--- START ---
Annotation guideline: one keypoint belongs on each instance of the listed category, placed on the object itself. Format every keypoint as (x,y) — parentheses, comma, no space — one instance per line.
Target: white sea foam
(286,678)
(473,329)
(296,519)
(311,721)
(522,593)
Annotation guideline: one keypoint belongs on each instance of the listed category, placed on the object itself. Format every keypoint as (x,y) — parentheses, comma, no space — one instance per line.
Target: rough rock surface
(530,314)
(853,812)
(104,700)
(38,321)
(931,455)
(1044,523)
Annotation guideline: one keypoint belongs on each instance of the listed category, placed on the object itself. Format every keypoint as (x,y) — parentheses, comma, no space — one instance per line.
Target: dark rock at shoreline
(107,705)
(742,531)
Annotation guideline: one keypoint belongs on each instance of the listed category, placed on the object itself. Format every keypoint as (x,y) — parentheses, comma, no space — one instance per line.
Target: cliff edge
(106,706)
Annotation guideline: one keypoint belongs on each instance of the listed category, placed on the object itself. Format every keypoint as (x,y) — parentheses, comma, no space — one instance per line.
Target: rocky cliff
--- END ---
What is required
Copy the listing above out again in its entirety, exactly as written.

Solution
Annotation guideline: one keypoint belongs on each instance of the listed category, placed on the object itself. Format every keypoint as (x,y) — parentheses, comma, no space — one instance per line.
Target: white sea foam
(286,678)
(473,329)
(296,519)
(311,721)
(522,593)
Annotation guideline: one keypoint belongs on each instance of the listed category, placed on the object itself. Format every keypoint as (x,y) — parentheses, comma, no space — one instance per line.
Target: rough rock surface
(530,314)
(853,812)
(104,700)
(38,321)
(931,455)
(1044,523)
Annotation guideline: one keypoint belongs on each instance of the listed category, placed on the object itself. Format every keypoint as (x,y) — parentheses, comma, no space — one instance per line.
Target: dark rock at shoreline
(107,705)
(742,531)
Annotation guideline: one keypoint belongs on each instance of the listed category, placed on the object itself. Format every keypoint as (x,y) — parentheses, comma, no space — one instance per line.
Target: cliff edge
(106,706)
Annotation guideline: one keypoint belongs on each instance of the listed category, placed on the object itself. Format every keypoint as (x,y) — parentheses, comma, no space — one instance per line.
Target: rocky cliff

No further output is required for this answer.